* **Esercizi**
A. Secondo il brano sulle espressioni di luogo in italiano, quale idea danno «in giu'» e «in su»?
B. Per ciascuna affermazione indica se concorda con il brano sulle espressioni di luogo in italiano, citando le parole decisive: (i) «lassu'» e «laggiu'» esprimono l'idea di qualcosa di lontano; (ii) chi scrive preferisce «la mela e' sopra il tavolo» a «la mela e' sul tavolo»; (iii) chi scrive usa spesso l'espressione «mi costa fatica».
C. Prosegui il brano sulle espressioni di luogo in italiano a partire dalla sua ultima frase.

╭─ Brano da leggere

2) "Lassu'" y "laggiu'" expresan la idea de algo que esta lejano: "lassu' in montagna", "lassu' nel cielo", "laggiu' in fondo", "laggiu' all'inferno". Algo parecido a "ahí' abajo/arriba".
3) "In giu'" y "in su" dan la idea de movimiento: "la strada va in giu'" o sea "hacia abajo"; "guarda in su" = "mira hacia arriba".
4) "In basso" y "in alto" expresan la idea de algo che esta en una posición inferior o superior respecto a otra cosa, como dice EFC. También los hay en frases como "dall'alto in basso" = "desde abajo hacia arriba" y el opuesto "dal basso in alto".
5) En la frases: "la mela e' sopra il tavolo" (yo mas bien diría "la mela e' sul tavolo", me suena mejor) y "el libro e' sotto il letto", "sotto" y "sopra/sul" son preposiciones, o sea hay que hacerlas seguir por un nombre común (hay otras posibilidades, como por ejemplo "sopra/sotto di me" pero ahora no te quiero confundir): esta es la regla general.
6) En un texto: "vedi sopra/sotto"; "vedi in alto/in basso"; "in fondo"=mas abajo de todo.

P.S.: "mi costa" in italiano se refiere a, por ejemplo, "mi costa un sacco di soldi mantenere mio figlio". "Me cuesta" en el sentido castellano seria: "faccio fatica a vedere la differenza", "trovo difficile vedere la differenza" o también "mi costa fatica vedere la differenza" (la ultima es una expresión un poco antiguada y formal, yo no la uso mucho, mas bien en un sentido moral: "mi costa fatica dirgli cosa e' successo", por ejemplo).

╰─
╭─ Voci archiviate

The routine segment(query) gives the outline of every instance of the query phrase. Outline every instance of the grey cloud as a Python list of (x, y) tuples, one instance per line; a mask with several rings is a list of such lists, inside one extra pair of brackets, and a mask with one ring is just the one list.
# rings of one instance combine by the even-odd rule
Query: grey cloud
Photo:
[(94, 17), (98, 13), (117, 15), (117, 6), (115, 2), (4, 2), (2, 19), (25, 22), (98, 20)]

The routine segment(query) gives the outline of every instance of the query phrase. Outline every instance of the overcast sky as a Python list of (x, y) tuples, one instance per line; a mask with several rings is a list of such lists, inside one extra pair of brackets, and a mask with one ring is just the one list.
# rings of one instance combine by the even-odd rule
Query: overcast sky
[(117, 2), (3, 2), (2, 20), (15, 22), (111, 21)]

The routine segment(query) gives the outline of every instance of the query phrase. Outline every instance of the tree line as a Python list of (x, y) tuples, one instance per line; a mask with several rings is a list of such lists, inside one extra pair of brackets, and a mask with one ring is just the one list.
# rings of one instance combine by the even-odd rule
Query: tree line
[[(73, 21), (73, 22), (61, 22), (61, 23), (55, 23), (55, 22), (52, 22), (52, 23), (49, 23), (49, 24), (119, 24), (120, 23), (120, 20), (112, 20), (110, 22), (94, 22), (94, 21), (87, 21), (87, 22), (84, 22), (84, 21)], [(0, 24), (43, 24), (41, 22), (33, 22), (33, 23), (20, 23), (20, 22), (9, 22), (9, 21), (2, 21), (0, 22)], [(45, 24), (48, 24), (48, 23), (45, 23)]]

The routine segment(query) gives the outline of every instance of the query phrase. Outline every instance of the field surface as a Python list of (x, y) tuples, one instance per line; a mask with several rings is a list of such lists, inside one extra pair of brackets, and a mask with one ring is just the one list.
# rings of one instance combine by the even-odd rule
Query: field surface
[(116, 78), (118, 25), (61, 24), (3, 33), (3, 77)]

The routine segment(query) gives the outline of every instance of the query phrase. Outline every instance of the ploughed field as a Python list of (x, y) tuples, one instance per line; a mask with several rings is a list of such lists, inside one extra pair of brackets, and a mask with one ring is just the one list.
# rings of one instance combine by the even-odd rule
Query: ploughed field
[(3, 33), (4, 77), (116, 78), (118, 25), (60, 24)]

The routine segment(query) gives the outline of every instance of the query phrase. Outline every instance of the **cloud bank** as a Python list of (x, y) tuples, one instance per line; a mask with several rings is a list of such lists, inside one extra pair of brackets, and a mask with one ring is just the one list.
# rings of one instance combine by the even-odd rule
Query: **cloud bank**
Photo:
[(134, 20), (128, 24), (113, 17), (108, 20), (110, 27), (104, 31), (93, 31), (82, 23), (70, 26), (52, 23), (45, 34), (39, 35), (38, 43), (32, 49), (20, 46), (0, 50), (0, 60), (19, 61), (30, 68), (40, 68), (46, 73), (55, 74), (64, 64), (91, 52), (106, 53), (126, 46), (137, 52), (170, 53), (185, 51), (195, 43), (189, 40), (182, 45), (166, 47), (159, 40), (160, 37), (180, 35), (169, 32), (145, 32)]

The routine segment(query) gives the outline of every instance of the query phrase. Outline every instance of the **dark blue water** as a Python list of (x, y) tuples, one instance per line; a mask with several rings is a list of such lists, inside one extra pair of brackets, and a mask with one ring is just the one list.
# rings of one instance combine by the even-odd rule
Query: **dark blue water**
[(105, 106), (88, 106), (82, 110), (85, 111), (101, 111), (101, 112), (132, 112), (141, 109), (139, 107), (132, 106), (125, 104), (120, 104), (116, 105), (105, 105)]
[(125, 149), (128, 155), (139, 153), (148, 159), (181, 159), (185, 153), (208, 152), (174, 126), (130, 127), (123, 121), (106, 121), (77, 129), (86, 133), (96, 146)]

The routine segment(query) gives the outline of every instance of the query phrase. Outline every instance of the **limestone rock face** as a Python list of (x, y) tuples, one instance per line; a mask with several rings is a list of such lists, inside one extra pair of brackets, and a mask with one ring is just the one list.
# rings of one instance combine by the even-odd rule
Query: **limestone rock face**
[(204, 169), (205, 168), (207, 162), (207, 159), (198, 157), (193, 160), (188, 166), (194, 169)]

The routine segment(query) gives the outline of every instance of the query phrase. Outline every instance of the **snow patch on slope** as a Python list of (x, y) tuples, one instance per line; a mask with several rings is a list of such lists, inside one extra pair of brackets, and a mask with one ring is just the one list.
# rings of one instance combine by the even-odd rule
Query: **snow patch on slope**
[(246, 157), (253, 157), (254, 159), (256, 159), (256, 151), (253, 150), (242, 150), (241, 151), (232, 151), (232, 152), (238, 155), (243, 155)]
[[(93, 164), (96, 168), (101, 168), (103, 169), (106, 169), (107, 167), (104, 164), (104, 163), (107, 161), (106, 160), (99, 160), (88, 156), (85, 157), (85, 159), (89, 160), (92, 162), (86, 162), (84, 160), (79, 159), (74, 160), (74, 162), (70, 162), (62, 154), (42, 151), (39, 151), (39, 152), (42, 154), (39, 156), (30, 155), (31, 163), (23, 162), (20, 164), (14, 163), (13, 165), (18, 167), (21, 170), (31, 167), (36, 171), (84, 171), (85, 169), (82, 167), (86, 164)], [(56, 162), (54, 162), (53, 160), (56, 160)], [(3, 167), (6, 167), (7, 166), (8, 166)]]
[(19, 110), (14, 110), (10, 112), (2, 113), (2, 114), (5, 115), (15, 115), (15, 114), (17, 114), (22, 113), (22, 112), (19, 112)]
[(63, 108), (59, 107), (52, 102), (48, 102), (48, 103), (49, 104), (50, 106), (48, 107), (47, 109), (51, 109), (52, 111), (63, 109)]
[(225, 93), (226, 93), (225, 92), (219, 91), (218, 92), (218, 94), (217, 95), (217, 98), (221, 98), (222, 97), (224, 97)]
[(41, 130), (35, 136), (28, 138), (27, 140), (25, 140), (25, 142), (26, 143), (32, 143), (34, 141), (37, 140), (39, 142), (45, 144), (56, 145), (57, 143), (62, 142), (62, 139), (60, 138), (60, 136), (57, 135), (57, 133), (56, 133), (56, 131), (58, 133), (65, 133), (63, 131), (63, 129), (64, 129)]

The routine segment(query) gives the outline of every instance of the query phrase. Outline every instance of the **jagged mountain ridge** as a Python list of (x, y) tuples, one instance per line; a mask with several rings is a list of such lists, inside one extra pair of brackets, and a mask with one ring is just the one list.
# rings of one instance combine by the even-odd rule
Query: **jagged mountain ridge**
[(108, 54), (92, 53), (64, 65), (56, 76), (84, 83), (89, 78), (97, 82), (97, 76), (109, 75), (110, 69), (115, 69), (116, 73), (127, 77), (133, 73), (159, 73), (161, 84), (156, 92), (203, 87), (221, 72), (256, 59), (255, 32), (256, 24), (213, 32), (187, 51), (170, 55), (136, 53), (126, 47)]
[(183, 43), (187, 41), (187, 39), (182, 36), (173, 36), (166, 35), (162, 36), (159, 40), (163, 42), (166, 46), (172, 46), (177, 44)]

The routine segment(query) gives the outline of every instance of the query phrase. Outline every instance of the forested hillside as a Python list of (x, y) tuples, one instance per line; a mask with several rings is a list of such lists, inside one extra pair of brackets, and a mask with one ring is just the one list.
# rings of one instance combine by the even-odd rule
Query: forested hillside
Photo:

╰─

* **Esercizi svolti**
A. Danno l'idea di movimento.

B.
(i) Sì: «expresan la idea de algo que esta lejano».
(ii) No: «yo mas bien diría "la mela e' sul tavolo", me suena mejor».
(iii) No: «yo no la uso mucho».

C.
Otra cosa: es correcto "virgola" in castellano?


----------



## Gamen

Ciao Oria:
Ci sono tante forme di dire "sopra" e "sotto" che capisco benissimo perche sia tanto complicato perfino per voi stessi!
Completissima  e chiara la tua spiegazone. Piú completa impossibile! Non ti sei  dimenticata di niente, di nessuna possibilitá a proposito di questo  tema! La tua spiegazione mi é aiutata tantissimo/moltissimo.
In spagnolo, credo che sia molto piu facile questo di riferirsi a un livello superiore/inferiore. Abbiamo meno espressioni.

Yo estoy *arriba*, en la terraza y tú estás *abajo*, en el sótano.
El libro está *arriba de* la revista / El libro *está debajo de* la revista.
*
"Arriba"* puó usarsi tanto con preposizione quanto senza preposizione.
*"Abajo"* viene usato da solo, senza preposizione alcuna e senza nome (sostantivo), mentre *"debajo"* richiede sempre la preposizione "de" + articolo + nome: "*debajo de* la cama".
Non abbiamo altre possibilitá come voi? Non é molto piú facile in spagnolo?
Al massimo, possiamo aggiungere un avverbio per indicare maggiore distanza comparativa come "más" o alcuna preposizione come:
*"Hacia"* (verso) *"para"*, *"desde" o "de"* (de, da) o *"por*": 
*
-"Más arriba", "más abajo":* (Piú in alto, piu su / piú basso, piú giu?)*.

-Ir "Hacia arriba", "hacia abajo*" o 
*Ir "para arriba" o "para abajo" *(verso giu -verso su; in giu - in su?. In direzione verso su o giu).

-Ver *"desde arriba"*, *"desde abajo"* o  o "*de arriba", "de abajo"* *"por arriba"*, *"por abajo" *(vedere di sopra, di sotto / forse:vdere "per di giu", "per di su"). 


Con "arriba e "abajo" non possiamo impiegare le preposizioni "en" o "a".

Anche in spagnolo sarebbe scorretto dire "el libro está arriba de la mesa" (anche se ascolta sovente), ma dobbiamo dire "el libro está *"sobre*" la mesa o "*encima de*" la mesa. (Il libro é sul tavolo).
E suona lógico perche il libro non fluttua nell'aria, ma si appoggia sempre su uno oggetto come lil tavolo.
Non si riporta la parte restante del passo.